==== Testo di partenza

Nel dibattito sulle elezioni europee ci si deve occupare anche del rilancio della trattativa sul Protocollo di Kyoto dopo l’esito inferiore alle attese del Cop9. Su questi temi presentiamo un contributo di Marzio Galeotti e Alessandro Lanza e uno di Edoardo Croci.

Più ambiente meno sviluppo: un mito da sfatare

Marzio Galeotti e Alessandro Lanza

Illarionov. Un nome divenuto famoso alla Cop9 di Milano, per aver riportato indietro le lancette del Protocollo di Kyoto. Le scettiche dichiarazioni del consigliere economico diPutin sulle possibilità di ratifica da parte della Russia poggiavano sull’assunto che i previsti limiti alle emissioni di gas serra nel 2008-2012 pregiudicherebbero l’obiettivo presidenziale di raddoppiare il Pil russo.
È l’equazione “più ambiente uguale minor crescita” che ha determinato il rifiuto australiano alla ratifica del Protocollo (l’Australia usa pesantemente il carbone, la più inquinante delle fonti fossili).

La convinzione che avrebbe finito per sostenere i costi maggiori rispetto a Giappone ed Europa è all’origine del rigetto statunitense (gli Usa hanno il maggiore rapporto emissioni/energia tra i paesi ricchi). Infine, l’esigenza di vedersi garantite le stesse potenzialità di sviluppo economico, senza limitazioni, ha indotto i paesi in via di sviluppo a non sottoscrivere nemmeno gli impegni di Kyoto nel 1997.

Un’equazione sbagliata

Per fortuna, ogni tanto si leva qualche voce a sostenere che i tetti alle emissioni sono un’opportunità piuttosto che una costosa limitazione.
Due recenti esempi vengono dalle dichiarazioni di Paul Tebo, manager dell’americana DuPont (“la DuPont ha ridotto le sue emissioni di gas-serra del 67 per cento dal 1990 senza che i suoi utili avessero a soffrirne”) e dall’Economist, che cita il caso dei nuovi e più stringenti limiti alle emissioni voluti da Tony Blair che l’industria potrebbe riuscire a rispettare con poco sforzo aggiuntivo. (1)

========
==== Materiale fornito

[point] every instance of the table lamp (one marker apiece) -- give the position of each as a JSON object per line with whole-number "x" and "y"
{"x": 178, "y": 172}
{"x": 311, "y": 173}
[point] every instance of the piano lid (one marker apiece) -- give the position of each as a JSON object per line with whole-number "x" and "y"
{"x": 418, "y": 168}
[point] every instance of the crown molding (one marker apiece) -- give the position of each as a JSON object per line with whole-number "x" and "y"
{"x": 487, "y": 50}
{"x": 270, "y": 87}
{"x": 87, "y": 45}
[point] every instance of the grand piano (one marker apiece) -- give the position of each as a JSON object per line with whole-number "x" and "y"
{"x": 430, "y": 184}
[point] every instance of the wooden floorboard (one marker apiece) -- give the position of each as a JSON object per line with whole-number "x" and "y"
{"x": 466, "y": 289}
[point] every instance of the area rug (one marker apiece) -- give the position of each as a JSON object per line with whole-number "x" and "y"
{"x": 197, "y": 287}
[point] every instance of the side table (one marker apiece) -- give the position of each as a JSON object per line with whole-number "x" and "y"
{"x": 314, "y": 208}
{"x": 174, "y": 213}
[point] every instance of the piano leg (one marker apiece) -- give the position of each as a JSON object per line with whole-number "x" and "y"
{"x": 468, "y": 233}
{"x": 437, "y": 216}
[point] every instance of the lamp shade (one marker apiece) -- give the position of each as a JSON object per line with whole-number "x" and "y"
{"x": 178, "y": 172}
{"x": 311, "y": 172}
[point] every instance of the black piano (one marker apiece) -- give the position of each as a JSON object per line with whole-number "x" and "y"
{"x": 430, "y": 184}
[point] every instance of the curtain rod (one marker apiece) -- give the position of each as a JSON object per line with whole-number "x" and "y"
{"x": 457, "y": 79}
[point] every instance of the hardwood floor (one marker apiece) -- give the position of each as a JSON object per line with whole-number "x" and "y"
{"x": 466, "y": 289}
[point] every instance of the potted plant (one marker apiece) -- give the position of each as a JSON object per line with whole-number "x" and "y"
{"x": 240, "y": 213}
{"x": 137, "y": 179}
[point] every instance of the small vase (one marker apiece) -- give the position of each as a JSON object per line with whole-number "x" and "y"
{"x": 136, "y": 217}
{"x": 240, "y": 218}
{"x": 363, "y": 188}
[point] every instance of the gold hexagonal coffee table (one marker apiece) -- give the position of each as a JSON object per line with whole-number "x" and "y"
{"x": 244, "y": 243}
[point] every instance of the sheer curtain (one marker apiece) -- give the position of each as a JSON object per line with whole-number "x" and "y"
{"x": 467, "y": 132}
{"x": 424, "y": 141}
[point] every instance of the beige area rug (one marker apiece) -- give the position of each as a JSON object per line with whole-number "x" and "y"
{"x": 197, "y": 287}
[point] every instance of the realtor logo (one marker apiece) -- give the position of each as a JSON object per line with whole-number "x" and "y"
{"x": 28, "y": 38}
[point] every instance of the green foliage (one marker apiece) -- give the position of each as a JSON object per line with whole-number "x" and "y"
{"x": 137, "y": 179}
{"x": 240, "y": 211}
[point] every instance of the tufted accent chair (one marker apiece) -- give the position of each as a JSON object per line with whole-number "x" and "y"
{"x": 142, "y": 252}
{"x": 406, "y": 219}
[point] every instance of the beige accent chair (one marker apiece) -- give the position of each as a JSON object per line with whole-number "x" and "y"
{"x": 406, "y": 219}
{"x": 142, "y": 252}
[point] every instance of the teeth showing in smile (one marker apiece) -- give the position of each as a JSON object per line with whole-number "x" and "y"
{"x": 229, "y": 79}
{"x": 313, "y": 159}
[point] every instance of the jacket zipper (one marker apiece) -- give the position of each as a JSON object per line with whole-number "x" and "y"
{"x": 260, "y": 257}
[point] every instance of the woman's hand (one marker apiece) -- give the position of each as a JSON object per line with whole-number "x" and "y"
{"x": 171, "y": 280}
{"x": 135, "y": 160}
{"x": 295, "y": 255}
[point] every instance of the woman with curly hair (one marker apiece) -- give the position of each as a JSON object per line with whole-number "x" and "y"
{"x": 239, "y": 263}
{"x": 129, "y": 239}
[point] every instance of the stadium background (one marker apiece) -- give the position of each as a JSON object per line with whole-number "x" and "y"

========

Cosa fare: Prosegui l'articolo sul Protocollo di Kyoto a partire dall'ultima frase riportata.

Risposta scritta:
Potremmo poi osservare con Michael Grubb, un noto esperto inglese, che l’argomento dei costi meno si addice alle economie in transizione come la Russia, che si apprestano ad affacciarsi sul mercato internazionale dei permessi vendendo diritti d’emissione, e così rimpinguando le casse statali. (2)

Le curve di Kuznets ambientali

In letteratura, il tema della relazione tra ambiente e crescita economica è studiato da almeno vent’anni.

Descrivere le relazioni di causa-effetto tra il sistema economico e l’ambiente è decisamente impegnativo. Per questo motivo la ricerca si è orientata verso l’analisi empirica di “forme ridotte” che mettono direttamente in relazione misure di inquinanti e Pil, entrambi pro capite.
L’ipotesi – nota come curve di Kuznets ambientali – suppone che la relazione sia a “U rovesciata”: al crescere della ricchezza/benessere di un paese l’inquinamento dapprima aumenta, ma successivamente, con il passare a forme di produzione più immateriali, con il progresso tecnologico, con la crescente domanda di qualità e protezione ambientale, prende a decrescere.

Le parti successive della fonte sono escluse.